EXERCISE =
Exactly retype the lines of the material from its first line to the line with "Trace the outline of every instance of the arched", including both.

MATERIAL TO PROCESS =

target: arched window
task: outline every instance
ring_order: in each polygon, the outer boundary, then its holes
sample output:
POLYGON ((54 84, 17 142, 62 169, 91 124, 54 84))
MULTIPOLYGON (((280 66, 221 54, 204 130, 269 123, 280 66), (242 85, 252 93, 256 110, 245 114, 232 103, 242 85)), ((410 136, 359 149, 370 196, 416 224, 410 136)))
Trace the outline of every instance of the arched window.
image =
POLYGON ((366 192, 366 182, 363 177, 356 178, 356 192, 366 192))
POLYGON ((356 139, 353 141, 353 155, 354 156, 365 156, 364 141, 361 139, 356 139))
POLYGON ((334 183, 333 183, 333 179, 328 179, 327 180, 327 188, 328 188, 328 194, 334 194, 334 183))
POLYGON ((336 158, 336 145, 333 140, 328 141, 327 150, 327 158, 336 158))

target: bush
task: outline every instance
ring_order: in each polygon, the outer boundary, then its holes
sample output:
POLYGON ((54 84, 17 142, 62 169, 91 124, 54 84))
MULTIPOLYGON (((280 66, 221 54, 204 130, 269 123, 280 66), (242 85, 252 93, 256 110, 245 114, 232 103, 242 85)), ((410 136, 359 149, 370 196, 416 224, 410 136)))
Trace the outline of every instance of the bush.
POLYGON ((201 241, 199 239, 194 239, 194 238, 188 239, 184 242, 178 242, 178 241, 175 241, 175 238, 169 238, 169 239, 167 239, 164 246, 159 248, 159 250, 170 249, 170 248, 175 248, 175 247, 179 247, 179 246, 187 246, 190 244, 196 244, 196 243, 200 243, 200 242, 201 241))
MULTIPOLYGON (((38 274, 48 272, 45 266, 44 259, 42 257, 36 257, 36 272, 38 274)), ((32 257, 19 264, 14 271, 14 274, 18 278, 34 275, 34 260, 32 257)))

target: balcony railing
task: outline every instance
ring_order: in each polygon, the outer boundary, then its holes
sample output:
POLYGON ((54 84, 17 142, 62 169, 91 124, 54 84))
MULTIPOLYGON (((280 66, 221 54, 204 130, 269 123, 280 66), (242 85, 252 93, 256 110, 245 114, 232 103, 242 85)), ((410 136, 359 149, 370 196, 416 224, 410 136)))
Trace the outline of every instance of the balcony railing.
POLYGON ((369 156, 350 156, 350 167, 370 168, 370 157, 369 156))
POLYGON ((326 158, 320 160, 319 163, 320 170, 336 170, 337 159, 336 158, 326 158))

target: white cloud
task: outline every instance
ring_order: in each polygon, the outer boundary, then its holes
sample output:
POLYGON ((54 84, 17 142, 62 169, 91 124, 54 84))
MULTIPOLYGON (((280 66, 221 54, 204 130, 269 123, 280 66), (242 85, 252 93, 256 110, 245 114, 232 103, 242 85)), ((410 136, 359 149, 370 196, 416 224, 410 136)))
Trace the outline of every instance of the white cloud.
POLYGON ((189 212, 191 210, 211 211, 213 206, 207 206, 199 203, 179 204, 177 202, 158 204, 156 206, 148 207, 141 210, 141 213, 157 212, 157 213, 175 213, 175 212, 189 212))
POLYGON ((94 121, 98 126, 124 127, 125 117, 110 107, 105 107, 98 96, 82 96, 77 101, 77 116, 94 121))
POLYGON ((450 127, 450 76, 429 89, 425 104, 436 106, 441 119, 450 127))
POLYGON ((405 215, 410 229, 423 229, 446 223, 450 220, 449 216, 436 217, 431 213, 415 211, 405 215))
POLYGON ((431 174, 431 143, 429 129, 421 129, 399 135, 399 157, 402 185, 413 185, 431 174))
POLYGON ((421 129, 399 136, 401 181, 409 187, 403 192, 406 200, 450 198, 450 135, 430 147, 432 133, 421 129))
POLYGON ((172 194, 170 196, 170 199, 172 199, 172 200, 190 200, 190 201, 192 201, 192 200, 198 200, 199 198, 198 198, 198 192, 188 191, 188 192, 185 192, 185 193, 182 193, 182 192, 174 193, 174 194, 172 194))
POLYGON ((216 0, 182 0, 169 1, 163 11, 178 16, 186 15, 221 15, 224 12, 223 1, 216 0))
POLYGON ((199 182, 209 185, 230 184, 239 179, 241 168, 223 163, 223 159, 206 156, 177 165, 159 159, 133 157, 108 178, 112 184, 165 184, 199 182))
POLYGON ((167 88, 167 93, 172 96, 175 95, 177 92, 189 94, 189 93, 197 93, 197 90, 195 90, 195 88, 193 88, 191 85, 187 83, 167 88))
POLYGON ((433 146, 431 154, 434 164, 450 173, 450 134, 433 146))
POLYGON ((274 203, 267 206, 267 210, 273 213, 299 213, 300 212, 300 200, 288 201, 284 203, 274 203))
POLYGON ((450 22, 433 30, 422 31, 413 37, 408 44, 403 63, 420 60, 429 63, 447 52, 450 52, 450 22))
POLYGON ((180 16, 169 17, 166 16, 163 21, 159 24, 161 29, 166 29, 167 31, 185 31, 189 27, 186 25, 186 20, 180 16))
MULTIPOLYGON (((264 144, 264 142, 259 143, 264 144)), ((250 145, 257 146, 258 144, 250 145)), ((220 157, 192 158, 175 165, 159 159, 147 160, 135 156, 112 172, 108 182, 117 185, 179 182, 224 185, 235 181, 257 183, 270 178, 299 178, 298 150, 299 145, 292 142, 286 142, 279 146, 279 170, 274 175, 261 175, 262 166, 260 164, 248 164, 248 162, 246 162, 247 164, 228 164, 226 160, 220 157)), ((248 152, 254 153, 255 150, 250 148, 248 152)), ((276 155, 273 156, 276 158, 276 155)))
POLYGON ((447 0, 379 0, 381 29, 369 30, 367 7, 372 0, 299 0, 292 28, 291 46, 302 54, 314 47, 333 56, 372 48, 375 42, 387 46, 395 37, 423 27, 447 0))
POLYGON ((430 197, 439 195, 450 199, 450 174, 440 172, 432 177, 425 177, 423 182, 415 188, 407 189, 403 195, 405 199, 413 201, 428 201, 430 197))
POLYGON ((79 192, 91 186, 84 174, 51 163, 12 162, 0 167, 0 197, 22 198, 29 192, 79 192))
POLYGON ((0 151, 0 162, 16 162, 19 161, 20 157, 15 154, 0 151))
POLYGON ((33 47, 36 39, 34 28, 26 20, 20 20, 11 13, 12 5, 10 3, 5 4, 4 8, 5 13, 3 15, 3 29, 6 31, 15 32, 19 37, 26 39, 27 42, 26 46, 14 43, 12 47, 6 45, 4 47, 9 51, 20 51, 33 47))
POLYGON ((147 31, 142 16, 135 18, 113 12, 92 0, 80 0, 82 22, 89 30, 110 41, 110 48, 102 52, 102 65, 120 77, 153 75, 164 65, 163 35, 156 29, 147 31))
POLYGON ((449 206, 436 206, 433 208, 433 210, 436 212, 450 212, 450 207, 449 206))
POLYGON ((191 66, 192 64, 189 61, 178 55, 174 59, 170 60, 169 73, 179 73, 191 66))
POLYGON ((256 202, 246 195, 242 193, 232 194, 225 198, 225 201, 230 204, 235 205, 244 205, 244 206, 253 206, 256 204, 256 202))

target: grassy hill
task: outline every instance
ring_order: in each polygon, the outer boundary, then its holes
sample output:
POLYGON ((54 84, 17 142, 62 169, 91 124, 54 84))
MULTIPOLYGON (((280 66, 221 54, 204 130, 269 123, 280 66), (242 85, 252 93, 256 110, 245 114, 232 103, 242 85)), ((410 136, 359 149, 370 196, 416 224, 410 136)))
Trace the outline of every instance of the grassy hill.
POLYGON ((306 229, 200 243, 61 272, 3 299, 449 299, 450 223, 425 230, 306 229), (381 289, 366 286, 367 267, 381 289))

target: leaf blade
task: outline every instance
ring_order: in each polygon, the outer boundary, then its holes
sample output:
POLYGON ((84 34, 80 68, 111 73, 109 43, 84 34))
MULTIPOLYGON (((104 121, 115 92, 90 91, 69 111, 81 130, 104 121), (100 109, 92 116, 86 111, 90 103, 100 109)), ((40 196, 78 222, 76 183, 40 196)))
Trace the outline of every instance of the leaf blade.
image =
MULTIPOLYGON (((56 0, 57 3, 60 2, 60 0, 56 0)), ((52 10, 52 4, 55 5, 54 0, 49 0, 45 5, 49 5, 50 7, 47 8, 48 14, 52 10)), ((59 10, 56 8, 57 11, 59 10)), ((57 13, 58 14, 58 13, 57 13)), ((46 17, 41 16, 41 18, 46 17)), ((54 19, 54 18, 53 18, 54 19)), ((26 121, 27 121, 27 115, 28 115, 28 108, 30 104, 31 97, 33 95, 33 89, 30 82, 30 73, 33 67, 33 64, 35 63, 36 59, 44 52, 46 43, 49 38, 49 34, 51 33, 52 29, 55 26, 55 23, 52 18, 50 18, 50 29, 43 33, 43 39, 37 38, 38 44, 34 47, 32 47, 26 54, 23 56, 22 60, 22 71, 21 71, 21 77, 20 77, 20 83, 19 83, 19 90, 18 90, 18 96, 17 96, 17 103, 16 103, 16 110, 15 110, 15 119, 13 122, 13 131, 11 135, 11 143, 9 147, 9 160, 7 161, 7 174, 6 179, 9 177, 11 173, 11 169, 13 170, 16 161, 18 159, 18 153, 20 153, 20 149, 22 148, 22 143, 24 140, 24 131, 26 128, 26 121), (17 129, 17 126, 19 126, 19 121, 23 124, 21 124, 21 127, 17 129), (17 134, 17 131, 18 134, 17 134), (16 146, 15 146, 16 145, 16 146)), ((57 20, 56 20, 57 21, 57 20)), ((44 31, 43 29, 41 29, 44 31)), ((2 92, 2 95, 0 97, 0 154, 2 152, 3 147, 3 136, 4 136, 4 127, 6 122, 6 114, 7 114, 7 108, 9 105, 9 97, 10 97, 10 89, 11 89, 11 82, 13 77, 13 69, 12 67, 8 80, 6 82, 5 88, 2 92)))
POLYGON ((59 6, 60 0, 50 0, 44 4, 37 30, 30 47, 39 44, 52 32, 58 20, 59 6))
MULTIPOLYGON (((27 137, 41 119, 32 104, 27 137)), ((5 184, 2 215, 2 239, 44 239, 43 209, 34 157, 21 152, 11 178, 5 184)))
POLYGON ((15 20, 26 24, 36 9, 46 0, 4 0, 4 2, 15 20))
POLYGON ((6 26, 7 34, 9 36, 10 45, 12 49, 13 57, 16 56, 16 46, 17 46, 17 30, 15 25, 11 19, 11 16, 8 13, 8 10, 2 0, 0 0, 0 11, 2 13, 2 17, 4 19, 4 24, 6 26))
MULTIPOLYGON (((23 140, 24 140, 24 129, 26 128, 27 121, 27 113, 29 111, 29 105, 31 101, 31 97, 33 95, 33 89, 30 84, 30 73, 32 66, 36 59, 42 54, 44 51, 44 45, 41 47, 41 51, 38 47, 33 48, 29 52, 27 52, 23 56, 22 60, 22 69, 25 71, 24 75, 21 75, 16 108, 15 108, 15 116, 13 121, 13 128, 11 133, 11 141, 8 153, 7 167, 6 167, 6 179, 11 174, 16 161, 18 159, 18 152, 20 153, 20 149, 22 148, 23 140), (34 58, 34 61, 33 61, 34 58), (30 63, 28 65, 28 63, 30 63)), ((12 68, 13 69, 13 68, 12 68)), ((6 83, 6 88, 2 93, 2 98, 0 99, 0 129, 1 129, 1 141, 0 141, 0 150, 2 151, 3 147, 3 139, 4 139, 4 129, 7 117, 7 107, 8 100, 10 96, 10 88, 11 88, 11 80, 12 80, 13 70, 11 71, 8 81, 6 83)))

RESULT BELOW =
target: arched window
task: outline every instance
ring_order: in each polygon, the outer boundary, then its holes
sample output:
POLYGON ((54 84, 17 142, 62 169, 91 124, 54 84))
MULTIPOLYGON (((280 66, 221 54, 204 130, 269 123, 280 66), (242 85, 252 93, 256 110, 245 114, 232 103, 242 85)), ((410 136, 359 149, 370 196, 416 224, 410 136)))
Trace the outline of every instance of the arched window.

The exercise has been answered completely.